SET TASK: Recast the part of the listing below that opens with the line containing "Query: pink carnation" and closes with the final line of the listing as a numbered list, one line per item, leaving out any blank lines.

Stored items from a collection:
○ ○ ○ ○
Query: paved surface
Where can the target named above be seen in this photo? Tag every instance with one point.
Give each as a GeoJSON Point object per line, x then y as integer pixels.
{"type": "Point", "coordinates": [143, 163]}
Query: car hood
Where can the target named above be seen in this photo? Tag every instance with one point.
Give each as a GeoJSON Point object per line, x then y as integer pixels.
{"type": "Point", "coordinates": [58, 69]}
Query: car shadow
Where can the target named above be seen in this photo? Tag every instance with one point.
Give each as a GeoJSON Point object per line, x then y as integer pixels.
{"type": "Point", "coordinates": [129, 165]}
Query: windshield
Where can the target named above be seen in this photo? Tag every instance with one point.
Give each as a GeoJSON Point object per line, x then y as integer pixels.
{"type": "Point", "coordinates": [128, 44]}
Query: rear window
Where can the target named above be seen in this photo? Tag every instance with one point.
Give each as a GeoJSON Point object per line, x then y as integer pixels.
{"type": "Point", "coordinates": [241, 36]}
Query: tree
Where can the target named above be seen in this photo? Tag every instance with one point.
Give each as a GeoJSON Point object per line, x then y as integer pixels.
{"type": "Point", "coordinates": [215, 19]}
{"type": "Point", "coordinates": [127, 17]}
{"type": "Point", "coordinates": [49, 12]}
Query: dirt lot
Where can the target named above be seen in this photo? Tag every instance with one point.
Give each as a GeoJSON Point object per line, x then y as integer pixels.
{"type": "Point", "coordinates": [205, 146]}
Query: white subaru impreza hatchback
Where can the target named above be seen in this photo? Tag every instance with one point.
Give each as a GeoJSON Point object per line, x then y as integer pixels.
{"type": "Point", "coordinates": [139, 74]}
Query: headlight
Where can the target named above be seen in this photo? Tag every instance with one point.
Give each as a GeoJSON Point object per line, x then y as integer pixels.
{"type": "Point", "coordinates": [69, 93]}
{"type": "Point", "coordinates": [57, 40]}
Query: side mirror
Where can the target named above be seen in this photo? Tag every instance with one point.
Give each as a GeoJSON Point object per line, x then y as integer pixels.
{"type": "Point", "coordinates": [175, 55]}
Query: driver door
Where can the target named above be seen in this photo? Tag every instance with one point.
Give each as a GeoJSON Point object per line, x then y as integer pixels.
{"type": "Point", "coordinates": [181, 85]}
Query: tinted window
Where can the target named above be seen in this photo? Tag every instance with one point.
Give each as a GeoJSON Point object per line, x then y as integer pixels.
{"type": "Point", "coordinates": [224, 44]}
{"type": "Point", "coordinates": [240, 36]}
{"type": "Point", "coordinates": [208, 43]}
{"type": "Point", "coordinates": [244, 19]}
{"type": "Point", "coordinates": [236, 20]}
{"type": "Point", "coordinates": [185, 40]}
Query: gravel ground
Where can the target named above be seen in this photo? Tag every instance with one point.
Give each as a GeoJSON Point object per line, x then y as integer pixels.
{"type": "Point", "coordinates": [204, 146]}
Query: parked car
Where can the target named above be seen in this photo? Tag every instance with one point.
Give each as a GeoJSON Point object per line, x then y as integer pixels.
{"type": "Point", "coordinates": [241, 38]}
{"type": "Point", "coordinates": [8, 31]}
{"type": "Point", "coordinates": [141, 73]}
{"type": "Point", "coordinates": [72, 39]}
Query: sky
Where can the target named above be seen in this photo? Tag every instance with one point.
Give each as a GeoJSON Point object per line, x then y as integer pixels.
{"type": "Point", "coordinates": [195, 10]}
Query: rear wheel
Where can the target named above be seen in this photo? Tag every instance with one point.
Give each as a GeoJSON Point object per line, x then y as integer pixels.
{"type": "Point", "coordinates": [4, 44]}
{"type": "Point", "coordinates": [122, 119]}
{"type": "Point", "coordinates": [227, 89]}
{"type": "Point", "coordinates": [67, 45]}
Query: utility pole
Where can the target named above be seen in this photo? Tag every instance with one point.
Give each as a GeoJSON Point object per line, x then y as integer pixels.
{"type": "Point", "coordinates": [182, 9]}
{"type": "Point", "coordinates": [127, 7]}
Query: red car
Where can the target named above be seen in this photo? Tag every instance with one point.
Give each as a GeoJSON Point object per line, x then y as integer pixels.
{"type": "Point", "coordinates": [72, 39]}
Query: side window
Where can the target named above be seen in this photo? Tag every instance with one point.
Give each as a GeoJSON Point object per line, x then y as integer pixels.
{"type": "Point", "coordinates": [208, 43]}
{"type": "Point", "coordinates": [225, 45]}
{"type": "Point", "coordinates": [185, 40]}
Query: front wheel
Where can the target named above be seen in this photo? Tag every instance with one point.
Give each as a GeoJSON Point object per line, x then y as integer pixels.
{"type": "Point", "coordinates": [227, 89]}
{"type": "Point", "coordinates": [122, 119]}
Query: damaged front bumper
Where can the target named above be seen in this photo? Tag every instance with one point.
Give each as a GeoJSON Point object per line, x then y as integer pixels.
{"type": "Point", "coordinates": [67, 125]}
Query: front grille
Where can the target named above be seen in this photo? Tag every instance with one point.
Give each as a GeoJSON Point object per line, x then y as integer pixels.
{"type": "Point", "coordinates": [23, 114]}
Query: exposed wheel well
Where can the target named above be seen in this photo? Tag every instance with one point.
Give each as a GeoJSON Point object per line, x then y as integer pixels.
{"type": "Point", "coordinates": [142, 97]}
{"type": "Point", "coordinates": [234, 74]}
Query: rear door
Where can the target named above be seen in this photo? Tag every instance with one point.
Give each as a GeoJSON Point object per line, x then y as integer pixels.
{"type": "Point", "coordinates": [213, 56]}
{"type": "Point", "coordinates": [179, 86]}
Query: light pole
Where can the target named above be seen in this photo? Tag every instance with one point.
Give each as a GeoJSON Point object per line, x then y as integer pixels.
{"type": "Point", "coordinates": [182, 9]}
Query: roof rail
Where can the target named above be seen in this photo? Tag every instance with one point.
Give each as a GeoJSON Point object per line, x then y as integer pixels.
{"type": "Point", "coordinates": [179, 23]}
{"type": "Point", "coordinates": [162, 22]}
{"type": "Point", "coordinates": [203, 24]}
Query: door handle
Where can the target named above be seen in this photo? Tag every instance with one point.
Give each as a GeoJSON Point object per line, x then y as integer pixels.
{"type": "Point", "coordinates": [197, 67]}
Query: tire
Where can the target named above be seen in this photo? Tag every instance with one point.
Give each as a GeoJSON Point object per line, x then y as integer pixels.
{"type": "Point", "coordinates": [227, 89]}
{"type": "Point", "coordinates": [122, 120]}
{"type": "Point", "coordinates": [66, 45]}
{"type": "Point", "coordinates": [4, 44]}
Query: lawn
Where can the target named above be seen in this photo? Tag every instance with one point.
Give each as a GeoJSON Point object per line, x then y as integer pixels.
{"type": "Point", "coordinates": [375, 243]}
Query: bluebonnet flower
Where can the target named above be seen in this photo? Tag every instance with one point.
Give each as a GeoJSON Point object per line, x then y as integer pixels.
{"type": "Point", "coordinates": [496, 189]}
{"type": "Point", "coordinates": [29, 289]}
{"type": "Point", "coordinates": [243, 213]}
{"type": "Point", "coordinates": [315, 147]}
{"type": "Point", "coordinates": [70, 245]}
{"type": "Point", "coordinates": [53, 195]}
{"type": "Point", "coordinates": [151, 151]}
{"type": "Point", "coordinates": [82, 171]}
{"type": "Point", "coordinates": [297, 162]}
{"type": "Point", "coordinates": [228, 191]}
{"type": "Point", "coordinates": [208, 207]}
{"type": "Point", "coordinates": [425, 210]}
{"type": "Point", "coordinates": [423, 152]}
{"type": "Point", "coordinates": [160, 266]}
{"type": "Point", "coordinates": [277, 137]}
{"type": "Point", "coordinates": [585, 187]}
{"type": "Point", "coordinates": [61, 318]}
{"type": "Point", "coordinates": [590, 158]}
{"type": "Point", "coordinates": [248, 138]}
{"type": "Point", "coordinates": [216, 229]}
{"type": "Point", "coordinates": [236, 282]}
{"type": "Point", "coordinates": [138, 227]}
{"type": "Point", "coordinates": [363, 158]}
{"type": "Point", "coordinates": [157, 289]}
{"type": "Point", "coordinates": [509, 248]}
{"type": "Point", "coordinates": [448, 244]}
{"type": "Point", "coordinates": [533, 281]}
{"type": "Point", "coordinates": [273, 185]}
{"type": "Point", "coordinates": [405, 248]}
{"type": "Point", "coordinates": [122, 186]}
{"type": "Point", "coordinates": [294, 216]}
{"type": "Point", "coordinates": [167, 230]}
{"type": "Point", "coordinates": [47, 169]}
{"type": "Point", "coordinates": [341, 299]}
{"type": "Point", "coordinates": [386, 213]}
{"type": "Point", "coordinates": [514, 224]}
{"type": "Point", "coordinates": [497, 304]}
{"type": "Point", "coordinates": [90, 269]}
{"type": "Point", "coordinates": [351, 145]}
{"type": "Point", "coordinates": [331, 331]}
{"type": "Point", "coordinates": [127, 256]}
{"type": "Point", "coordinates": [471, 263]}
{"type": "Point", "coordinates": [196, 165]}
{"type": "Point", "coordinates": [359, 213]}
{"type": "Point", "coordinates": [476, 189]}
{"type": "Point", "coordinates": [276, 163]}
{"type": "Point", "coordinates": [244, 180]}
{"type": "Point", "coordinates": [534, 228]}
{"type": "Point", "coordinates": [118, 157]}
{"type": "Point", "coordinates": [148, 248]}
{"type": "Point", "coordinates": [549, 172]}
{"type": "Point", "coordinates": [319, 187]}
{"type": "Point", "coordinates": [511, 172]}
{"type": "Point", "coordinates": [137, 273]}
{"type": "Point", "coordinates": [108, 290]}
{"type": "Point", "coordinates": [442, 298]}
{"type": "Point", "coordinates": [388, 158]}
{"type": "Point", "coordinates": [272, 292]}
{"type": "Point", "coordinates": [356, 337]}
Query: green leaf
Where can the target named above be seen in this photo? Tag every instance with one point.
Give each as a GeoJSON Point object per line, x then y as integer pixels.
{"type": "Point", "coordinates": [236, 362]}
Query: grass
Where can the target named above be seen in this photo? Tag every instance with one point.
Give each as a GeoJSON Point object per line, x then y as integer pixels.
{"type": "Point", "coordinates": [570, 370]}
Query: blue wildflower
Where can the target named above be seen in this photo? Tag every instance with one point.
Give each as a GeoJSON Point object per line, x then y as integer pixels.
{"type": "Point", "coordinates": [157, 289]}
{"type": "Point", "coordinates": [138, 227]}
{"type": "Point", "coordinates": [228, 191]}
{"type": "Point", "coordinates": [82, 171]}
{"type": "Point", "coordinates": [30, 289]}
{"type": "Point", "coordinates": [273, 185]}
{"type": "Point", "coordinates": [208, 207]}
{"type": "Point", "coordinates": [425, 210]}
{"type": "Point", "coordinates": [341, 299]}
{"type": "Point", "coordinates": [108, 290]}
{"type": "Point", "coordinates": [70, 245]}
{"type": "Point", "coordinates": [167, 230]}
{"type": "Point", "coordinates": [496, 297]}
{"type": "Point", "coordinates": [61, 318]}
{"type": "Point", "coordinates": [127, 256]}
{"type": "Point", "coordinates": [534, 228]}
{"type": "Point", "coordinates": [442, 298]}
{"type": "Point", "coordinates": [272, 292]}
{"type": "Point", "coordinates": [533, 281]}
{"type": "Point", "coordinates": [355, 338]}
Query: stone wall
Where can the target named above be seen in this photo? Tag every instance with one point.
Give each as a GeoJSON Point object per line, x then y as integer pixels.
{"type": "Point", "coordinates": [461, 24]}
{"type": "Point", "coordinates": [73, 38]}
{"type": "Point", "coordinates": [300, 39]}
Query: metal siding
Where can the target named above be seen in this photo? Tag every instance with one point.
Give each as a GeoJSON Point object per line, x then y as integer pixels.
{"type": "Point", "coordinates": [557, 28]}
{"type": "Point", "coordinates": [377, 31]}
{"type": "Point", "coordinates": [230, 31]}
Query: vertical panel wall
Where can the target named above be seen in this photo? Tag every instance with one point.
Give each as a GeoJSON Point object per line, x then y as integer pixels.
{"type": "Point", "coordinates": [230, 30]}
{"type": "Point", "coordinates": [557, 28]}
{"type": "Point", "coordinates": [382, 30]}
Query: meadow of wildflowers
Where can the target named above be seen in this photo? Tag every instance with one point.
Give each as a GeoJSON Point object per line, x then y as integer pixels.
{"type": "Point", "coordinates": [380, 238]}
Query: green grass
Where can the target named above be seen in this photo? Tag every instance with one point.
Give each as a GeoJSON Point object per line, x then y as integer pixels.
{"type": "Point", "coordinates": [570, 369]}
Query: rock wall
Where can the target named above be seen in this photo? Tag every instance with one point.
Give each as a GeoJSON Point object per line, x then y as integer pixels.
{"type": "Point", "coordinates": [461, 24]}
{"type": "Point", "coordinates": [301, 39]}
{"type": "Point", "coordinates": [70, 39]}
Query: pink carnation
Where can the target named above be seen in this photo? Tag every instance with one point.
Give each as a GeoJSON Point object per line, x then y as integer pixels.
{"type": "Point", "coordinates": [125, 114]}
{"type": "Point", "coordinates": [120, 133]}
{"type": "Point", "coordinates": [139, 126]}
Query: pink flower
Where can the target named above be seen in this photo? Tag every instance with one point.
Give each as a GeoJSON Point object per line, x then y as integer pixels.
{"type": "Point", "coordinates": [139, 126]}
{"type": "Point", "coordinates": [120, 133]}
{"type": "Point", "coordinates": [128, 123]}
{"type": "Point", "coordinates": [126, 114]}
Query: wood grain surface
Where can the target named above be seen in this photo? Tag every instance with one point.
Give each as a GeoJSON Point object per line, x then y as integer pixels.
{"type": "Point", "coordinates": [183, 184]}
○ ○ ○ ○
OUTPUT FOR THIS EXERCISE:
1. Query: pink carnation
2. Where can the target named above be seen in this photo? Tag every instance with one point.
3. Give each as a GeoJSON Point object per line, x then y as integer pixels.
4. {"type": "Point", "coordinates": [125, 114]}
5. {"type": "Point", "coordinates": [120, 133]}
6. {"type": "Point", "coordinates": [139, 126]}
7. Query: pink flower
8. Where can the target named above be seen in this photo? Tag every instance with one point.
9. Give each as a GeoJSON Point object per line, x then y as integer pixels.
10. {"type": "Point", "coordinates": [139, 126]}
11. {"type": "Point", "coordinates": [120, 133]}
12. {"type": "Point", "coordinates": [128, 123]}
13. {"type": "Point", "coordinates": [126, 114]}
14. Query: wood grain surface
15. Where can the target named above be seen in this photo? Tag every instance with one point.
16. Give each as a GeoJSON Point object per line, x then y as integer pixels.
17. {"type": "Point", "coordinates": [183, 184]}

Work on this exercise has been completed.